Rewrite the data from the line containing "Query: shoe" through the end of the data, replacing "white table top" with "white tabletop" and leaving everything else unchanged.

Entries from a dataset
--------

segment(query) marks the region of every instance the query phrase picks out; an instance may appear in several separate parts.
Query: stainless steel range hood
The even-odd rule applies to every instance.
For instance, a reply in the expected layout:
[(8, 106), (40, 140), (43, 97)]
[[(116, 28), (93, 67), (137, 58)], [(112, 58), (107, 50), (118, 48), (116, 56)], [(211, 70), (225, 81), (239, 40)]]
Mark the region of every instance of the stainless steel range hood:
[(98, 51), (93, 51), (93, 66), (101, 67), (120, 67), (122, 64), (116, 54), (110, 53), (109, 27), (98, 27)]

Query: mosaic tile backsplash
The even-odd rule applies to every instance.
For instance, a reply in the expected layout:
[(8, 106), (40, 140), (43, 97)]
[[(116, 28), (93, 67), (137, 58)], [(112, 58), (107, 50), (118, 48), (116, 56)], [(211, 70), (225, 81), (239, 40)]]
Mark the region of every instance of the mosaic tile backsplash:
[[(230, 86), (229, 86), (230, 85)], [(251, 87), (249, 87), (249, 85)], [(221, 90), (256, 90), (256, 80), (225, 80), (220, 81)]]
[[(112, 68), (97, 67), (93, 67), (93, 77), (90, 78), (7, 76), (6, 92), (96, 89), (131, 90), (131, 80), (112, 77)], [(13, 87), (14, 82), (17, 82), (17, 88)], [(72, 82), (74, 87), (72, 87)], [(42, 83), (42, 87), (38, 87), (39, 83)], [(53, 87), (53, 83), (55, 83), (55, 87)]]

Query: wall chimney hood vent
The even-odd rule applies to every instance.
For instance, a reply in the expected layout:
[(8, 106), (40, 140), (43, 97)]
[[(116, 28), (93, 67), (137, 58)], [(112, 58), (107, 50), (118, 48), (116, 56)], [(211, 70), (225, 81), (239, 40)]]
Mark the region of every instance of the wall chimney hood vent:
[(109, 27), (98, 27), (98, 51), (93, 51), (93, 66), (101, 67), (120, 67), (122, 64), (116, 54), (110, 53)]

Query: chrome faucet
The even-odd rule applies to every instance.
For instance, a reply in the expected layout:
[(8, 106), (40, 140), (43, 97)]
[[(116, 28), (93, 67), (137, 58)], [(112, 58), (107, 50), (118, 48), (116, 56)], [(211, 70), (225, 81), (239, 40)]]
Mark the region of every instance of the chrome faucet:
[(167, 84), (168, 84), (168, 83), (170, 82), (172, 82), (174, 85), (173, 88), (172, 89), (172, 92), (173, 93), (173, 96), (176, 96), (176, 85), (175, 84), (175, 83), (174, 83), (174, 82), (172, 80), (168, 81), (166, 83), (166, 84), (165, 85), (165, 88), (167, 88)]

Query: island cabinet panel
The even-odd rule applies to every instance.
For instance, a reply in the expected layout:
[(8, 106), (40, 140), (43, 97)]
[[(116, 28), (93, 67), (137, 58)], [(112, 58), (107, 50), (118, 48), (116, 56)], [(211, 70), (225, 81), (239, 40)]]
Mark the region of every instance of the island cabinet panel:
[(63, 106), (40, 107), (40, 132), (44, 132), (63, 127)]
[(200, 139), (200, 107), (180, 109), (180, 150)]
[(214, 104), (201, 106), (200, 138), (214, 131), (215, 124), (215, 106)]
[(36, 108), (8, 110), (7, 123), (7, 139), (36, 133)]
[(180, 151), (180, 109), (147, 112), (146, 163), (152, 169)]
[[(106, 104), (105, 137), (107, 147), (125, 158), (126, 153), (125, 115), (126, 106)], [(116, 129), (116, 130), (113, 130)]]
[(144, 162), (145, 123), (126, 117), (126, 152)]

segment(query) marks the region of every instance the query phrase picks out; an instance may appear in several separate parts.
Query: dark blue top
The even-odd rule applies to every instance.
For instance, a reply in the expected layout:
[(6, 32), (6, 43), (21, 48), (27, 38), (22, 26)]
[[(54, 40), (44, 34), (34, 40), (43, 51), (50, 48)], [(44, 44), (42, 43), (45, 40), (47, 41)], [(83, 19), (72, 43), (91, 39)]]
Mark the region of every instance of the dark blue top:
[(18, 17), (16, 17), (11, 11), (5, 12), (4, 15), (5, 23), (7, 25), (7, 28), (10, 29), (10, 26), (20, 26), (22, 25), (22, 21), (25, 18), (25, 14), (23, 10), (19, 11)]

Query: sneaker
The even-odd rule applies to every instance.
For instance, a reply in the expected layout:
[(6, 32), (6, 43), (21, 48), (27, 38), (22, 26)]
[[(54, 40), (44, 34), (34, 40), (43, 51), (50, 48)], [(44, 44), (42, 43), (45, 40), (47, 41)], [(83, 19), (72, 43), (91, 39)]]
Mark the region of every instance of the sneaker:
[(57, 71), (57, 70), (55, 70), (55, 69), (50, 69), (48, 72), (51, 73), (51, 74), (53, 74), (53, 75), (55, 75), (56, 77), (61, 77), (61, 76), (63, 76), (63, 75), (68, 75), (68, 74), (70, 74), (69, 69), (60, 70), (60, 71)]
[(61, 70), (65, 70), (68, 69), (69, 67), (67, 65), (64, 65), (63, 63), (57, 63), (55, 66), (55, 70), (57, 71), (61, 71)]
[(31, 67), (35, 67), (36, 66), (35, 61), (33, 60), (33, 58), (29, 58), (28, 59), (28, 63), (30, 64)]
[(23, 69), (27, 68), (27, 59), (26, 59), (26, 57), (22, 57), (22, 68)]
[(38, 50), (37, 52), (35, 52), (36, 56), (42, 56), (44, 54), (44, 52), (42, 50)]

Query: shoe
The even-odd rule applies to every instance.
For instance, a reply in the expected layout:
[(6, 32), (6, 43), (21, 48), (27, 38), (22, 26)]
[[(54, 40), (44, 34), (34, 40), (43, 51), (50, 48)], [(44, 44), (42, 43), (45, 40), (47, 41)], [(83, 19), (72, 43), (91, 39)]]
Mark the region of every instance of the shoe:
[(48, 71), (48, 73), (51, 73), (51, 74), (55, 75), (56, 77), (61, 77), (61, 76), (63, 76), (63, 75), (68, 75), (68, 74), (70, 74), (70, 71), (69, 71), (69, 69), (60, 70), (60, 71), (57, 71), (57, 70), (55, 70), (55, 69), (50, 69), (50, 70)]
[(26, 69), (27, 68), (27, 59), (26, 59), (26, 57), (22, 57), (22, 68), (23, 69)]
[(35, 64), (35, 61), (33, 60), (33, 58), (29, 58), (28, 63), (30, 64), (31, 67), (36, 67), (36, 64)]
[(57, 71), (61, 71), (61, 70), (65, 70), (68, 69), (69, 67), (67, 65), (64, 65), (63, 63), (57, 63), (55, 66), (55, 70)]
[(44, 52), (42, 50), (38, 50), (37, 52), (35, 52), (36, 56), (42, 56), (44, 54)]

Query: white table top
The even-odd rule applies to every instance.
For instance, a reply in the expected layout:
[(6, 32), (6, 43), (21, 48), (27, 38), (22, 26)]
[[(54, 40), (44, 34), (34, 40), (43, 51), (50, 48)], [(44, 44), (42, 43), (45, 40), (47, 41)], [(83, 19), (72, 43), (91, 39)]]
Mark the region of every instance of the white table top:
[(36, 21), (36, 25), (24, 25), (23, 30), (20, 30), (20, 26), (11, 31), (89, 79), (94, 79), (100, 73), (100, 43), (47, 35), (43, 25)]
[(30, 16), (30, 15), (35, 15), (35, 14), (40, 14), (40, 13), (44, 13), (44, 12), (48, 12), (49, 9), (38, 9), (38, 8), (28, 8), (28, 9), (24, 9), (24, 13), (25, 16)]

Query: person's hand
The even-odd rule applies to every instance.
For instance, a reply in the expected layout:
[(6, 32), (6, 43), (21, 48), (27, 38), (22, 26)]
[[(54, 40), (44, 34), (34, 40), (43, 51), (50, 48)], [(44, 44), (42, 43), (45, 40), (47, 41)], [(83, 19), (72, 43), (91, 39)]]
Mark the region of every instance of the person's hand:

--------

## [ANSWER IN FULL]
Query: shoe
The even-odd rule applies to every instance.
For instance, a reply in the expected layout:
[(6, 32), (6, 43), (21, 48), (27, 38), (22, 26)]
[[(54, 40), (44, 34), (34, 40), (43, 51), (50, 48)], [(44, 44), (42, 43), (45, 40), (47, 41)], [(83, 19), (72, 43), (91, 39)]]
Mark the region of every instance of the shoe:
[(48, 71), (48, 73), (51, 73), (51, 74), (55, 75), (56, 77), (61, 77), (61, 76), (63, 76), (63, 75), (68, 75), (68, 74), (70, 74), (70, 71), (69, 71), (69, 69), (60, 70), (60, 71), (57, 71), (57, 70), (55, 70), (55, 69), (50, 69), (50, 70)]
[(26, 69), (27, 68), (27, 59), (26, 59), (26, 57), (22, 57), (22, 68), (23, 69)]
[(35, 64), (35, 61), (33, 60), (33, 58), (29, 58), (28, 63), (30, 64), (31, 67), (36, 67), (36, 64)]
[(57, 71), (61, 71), (61, 70), (65, 70), (68, 69), (69, 67), (67, 65), (64, 65), (63, 63), (57, 63), (55, 66), (55, 70)]
[(44, 52), (42, 50), (38, 50), (37, 52), (35, 52), (36, 56), (42, 56), (44, 54)]

Query: white tabletop
The even-odd rule applies to every instance.
For instance, a reply in the expected layout:
[(6, 32), (6, 43), (21, 48), (27, 38), (22, 26)]
[[(54, 40), (44, 34), (34, 40), (43, 51), (50, 48)], [(44, 44), (42, 43), (45, 40), (47, 41)], [(83, 19), (72, 43), (91, 39)]]
Mark the region of every instance of the white tabletop:
[(36, 21), (36, 25), (24, 25), (23, 30), (20, 30), (20, 26), (11, 31), (89, 79), (94, 79), (100, 73), (100, 43), (47, 35), (43, 25)]
[(30, 16), (30, 15), (35, 15), (35, 14), (40, 14), (40, 13), (44, 13), (44, 12), (48, 12), (49, 9), (38, 9), (38, 8), (28, 8), (28, 9), (24, 9), (24, 13), (25, 16)]

Query: person's hand
The even-odd rule applies to every instance.
For instance, a reply in the expected layout:
[(6, 32), (6, 43), (21, 48), (27, 38), (22, 26)]
[[(54, 40), (44, 34), (34, 40), (43, 51), (50, 48)], [(44, 44), (42, 43), (45, 40), (47, 41)], [(83, 19), (72, 43), (91, 39)]]
Mark the region of every instance of the person's hand:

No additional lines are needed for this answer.